Exercise data Start Marker

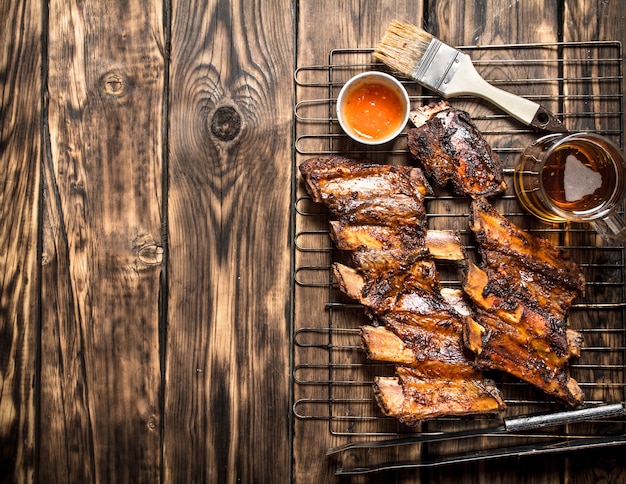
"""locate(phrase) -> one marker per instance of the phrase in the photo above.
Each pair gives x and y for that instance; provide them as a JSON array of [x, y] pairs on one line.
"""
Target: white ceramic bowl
[[377, 78]]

Exercise data End Marker

■ Your objective: Quote, without any change, each line from the one that contains "Each pair gives" through the end of the material.

■ Expected answer:
Each pair gives x and y for that instance; provide them as a JSON array of [x, y] pairs on one line.
"""
Target: white ceramic bowl
[[377, 78]]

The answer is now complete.